-- Start DATA SHOWN --
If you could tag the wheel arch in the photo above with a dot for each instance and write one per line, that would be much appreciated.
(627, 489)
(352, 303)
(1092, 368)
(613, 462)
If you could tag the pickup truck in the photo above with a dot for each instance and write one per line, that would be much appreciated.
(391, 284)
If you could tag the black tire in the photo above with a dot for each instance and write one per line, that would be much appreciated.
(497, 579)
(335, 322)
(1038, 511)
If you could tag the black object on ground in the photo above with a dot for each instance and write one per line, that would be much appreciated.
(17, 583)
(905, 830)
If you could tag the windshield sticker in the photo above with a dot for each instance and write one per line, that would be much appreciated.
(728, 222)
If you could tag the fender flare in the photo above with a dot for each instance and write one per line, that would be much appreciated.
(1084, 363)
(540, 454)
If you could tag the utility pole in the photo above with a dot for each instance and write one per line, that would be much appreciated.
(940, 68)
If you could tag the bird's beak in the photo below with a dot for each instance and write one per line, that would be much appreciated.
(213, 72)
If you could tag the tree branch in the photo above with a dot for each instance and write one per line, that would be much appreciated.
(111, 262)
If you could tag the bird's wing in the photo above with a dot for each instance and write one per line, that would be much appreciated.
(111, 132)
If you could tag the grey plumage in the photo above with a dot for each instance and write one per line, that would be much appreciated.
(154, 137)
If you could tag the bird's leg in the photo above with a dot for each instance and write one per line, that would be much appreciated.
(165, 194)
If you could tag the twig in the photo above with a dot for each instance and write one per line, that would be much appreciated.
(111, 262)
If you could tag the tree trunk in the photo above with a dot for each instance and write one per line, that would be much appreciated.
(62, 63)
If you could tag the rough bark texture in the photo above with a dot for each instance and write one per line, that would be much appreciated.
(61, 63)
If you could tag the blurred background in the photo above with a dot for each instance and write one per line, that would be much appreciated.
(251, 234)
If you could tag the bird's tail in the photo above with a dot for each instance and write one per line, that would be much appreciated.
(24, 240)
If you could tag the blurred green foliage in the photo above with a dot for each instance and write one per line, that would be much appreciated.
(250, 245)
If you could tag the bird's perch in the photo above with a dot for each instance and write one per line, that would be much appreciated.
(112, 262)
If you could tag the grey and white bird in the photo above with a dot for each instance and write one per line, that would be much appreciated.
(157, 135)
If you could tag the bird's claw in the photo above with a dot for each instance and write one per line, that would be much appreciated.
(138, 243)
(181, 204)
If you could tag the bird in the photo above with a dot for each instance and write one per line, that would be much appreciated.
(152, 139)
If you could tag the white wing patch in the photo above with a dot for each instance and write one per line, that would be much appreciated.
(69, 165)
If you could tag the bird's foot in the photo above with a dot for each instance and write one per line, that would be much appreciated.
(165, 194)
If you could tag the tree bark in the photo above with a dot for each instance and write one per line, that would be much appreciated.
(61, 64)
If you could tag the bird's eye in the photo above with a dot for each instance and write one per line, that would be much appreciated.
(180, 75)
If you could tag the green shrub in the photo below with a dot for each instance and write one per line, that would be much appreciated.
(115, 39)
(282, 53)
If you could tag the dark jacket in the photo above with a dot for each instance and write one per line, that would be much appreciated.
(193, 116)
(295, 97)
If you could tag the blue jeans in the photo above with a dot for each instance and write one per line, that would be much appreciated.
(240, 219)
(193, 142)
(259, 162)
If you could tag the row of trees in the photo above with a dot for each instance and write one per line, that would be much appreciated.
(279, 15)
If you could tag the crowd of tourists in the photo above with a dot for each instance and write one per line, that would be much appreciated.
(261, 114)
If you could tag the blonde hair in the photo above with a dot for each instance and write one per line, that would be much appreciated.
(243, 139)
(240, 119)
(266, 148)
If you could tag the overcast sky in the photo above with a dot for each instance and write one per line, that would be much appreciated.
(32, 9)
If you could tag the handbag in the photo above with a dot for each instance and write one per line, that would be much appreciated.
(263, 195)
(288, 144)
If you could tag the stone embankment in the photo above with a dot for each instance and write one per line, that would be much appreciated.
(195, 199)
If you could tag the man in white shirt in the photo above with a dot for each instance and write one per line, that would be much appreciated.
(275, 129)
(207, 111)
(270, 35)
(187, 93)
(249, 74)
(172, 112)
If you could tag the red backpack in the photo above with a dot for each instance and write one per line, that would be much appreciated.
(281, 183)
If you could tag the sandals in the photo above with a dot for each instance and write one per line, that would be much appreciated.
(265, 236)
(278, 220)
-- End DATA SHOWN --
Reproduce every record above word for word, in the same order.

RESPONSE:
If you could tag the wheel arch in the photo above with a dot for each instance and write one per line, that would be much appreciated.
(627, 489)
(352, 303)
(1092, 368)
(613, 462)
If you could tag the pickup truck in the photo above with a dot for each instance and write one per line, that would be much appreciated.
(391, 284)
If you could tag the black tire in the photo above with a dot for each instance and write one per line, that would be much appreciated.
(497, 579)
(335, 322)
(1038, 511)
If you could tag the black object on ground in the photo above with a dot for each instance and write one per line, that would be much appreciated.
(17, 583)
(905, 830)
If you could tag the windshield sticker in the photo above with a dot for each instance and write one per line, that would be much appreciated.
(728, 222)
If you could tag the fender flare in the photo above with a dot for each instance and write one per line, that would be much appreciated.
(1084, 363)
(540, 454)
If you could tag the utility pole in the photo above with a dot for each instance and write one per line, that would be much appreciated.
(940, 68)
If you could tag the bird's beak in the photo below with a dot for each instance and write one per line, that would be much appreciated.
(213, 72)
If you could tag the tree branch in the photo above with a dot for each instance and write one per line, that would be much appreciated.
(111, 262)
If you could tag the bird's wing in the photo above with a dot for each instance and write one per line, that would be much appreciated.
(111, 132)
If you could tag the grey plumage in the photo above with a dot for each instance and write one per line, that would be much appreciated.
(154, 137)
If you could tag the bird's leg in the photo above with a dot for each instance and write one per line, that would be much appreciated.
(165, 194)
If you could tag the twig in the photo above with a dot for each instance and write one per line, that would be much appreciated.
(111, 262)
If you could tag the tree trunk in the photo above with a dot for each instance and write one per line, that would be much appreciated.
(62, 63)
If you could tag the rough bark texture in the photo above with a dot for each instance and write one per line, that would be much appreciated.
(61, 63)
If you could tag the blurred background in the photo above with a dot for each instance and write one per line, that would be much appreciated.
(251, 234)
If you could tag the bird's tail in the photo above with a dot for each instance and write one per line, that would be much appreciated.
(24, 240)
If you could tag the blurred green foliage in the photo above with a dot for each instance and write one per line, that would be much appreciated.
(250, 245)
If you could tag the bird's perch in the photo above with a dot for each instance and write one per line, that would be much appreciated.
(112, 262)
If you could tag the grey and white bird in the photo above with a dot for each instance and write one per line, that would be much appreciated.
(157, 135)
If you could tag the bird's claw in the photo above with a dot for each instance and write one per line, that would be much appreciated.
(138, 243)
(181, 204)
If you could tag the bird in the photo above with a dot for each instance and write one per line, that would be much appreciated.
(152, 139)
If you could tag the white wing patch in the photo above with a dot for each instance and write one per line, that would be much appreciated.
(69, 165)
If you could tag the bird's foot in the photo above with a dot for each instance and write one per line, that would be much appreciated.
(165, 194)
If you could tag the tree bark in the photo above with a dot for each instance and write one per line, that would be much appreciated.
(61, 64)
If you could tag the bird's eye in the photo above with a dot for each instance and write one per line, that would be much appreciated.
(180, 75)
If you could tag the green shrub in the photo below with a dot for each instance and write one per line, that would be much appreciated.
(115, 39)
(282, 53)
If you could tag the dark jacket in the photo above with a dot for each instance and write one per line, that would be much appreciated.
(193, 116)
(295, 97)
If you could tag the blue jeans in the photo above with a dot for each instance and write one per line, that would be much appreciated.
(240, 219)
(193, 142)
(259, 162)
If you could tag the row of trees in the photo above with a dot for each instance and write one per line, that would be much appreciated.
(279, 15)
If you could tag the crowd of tourists in the photo above with a dot for each instance and write one per line, that would be much appreciated.
(261, 114)
If you could tag the blonde hair in the photo above with a dot for each instance and write one per line, that would be much appreciated.
(243, 139)
(240, 119)
(266, 148)
If you could tag the overcast sky in the photo above with a dot for each instance and write one per line, that would be much appreciated.
(32, 9)
If you could tag the handbag in the photo above with a dot for each instance and write one per line, that would be much appreciated.
(263, 195)
(288, 144)
If you could tag the stone embankment in the photo above with a dot for each instance and write one per line, that would be much appreciated.
(195, 199)
If you could tag the man in white shirt in the photo above with a dot for each instance and write one per line, that would be much appreciated.
(275, 129)
(207, 111)
(270, 35)
(187, 93)
(249, 74)
(172, 112)
If you could tag the red backpack in the photo above with a dot for each instance and write one per line, that would be much appreciated.
(281, 183)
If you could tag the sandals in the photo above with a dot for each instance and write one per line, that would be much appreciated.
(265, 236)
(278, 220)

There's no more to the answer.